* Short exercise 1 *
Copy the dataset entries below verbatim, starting at the line that contains "[spot] the black hair" and continuing through the last line of the entries.
# # # # # # #
We found a few friends afterward and headed over to the diner, Sarah’s eyes lighting up with extrovert energy. When the waiter poised to take our orders, I started to order for Sarah. She always got the same thing, a Greek salad. “I’ll have the chicken sandwich, with a salad. And she’ll have a salad — ow!”
She kicked me under the table with her pointy four-inch heel. “I’m sorry,” I said quickly. “Please, go ahead.”
Ordering for her wasn’t a protocol, yet, though I did it about half the time. Clearly, this was not one of those times. Sarah ordered the tofu buffalo wings.
“All the protocols were negotiable, of course, but they were also a scaffolding structure to lean into, holding our care and devotion to each other up to let the light shine through.”
:heart eyes emoji:
really really loved this one!
As I read this coincidentally wearing a white skirt with big black polka dots…Now the rest of my day will be spent thinking about butch daddies (my heart! /swoon) and the communication and consent that leads to protocols and d/s hotness. ?
I love this.
I got misty-eyed and nearly doubled over at the same time. Thanks Sinclair!
Now, if I kicked my Dom under the table I’d get a “look” and be like, “Aw shit I’m in for it” in such a way that I wouldn’t be able to stop grinning like the Cheshire Cat.
# # # # # # #
* Short exercise 2 *
According to the diner passage, what did Sarah end up ordering?

* Dataset records *
# # # # # # #
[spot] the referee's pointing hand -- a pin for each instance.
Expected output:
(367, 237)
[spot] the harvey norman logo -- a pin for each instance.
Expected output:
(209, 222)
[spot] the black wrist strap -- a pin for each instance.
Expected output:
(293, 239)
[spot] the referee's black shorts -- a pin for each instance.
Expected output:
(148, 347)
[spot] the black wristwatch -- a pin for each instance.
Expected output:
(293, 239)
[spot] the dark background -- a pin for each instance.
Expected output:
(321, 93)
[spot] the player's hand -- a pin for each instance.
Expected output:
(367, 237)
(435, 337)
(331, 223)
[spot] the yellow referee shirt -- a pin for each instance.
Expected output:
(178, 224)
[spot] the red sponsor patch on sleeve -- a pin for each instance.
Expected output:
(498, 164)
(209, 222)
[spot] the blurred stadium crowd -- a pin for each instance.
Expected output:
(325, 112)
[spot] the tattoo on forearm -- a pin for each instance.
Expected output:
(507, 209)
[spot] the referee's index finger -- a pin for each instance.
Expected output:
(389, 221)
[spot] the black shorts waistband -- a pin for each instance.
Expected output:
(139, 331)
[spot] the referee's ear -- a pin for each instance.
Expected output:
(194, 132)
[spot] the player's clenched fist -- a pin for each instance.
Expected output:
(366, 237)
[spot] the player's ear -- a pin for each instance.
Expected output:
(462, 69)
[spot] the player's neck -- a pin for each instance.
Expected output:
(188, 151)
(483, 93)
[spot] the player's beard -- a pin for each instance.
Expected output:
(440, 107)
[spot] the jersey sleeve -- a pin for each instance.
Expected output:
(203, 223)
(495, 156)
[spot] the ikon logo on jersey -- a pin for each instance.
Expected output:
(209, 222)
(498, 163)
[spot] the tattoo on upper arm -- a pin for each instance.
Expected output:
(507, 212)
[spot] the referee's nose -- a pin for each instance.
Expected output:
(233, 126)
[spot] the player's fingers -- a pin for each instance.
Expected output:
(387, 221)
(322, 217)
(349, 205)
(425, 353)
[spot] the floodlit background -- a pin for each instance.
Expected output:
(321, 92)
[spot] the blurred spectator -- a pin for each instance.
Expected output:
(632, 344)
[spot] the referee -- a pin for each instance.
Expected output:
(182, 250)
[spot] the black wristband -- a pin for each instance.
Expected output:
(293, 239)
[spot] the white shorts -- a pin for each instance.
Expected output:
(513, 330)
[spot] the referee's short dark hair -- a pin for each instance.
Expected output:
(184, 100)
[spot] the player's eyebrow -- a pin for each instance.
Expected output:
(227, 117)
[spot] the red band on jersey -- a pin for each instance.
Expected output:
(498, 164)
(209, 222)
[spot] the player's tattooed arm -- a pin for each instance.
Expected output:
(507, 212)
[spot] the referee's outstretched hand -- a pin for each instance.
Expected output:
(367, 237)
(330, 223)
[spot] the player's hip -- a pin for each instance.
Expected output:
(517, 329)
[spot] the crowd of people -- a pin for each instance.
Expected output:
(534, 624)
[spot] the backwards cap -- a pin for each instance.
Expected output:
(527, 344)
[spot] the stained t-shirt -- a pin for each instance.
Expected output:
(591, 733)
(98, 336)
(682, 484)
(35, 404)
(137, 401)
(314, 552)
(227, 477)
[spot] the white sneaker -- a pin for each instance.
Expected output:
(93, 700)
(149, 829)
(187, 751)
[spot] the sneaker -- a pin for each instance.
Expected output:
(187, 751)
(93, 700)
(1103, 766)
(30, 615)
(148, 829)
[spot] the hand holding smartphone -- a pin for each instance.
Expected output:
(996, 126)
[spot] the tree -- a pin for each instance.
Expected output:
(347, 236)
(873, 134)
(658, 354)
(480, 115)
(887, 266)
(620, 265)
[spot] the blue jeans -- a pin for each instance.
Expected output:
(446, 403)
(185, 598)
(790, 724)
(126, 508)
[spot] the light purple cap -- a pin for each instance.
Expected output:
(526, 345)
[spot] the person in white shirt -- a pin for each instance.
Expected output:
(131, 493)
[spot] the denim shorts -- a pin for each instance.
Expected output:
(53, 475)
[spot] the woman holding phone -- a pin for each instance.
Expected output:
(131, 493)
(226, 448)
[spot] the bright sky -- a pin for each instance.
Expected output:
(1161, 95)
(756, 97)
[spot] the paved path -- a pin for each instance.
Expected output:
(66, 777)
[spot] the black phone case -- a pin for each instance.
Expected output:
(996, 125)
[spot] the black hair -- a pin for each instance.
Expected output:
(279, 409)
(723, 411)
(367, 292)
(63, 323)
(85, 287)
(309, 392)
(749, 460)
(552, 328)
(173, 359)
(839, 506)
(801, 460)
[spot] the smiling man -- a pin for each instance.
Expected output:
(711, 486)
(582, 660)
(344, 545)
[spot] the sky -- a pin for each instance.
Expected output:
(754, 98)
# # # # # # #
* Exercise result 1 *
[spot] the black hair -- a pin for each instance.
Expected output:
(279, 409)
(723, 411)
(367, 292)
(63, 323)
(85, 287)
(309, 392)
(749, 460)
(552, 328)
(173, 359)
(839, 506)
(801, 460)
[spot] the smiling man -- a pin for each instance.
Expected output:
(711, 486)
(582, 660)
(344, 545)
[spot] the sky -- a pin for each instance.
Expected output:
(754, 98)

* Exercise result 2 *
She ordered the tofu buffalo wings.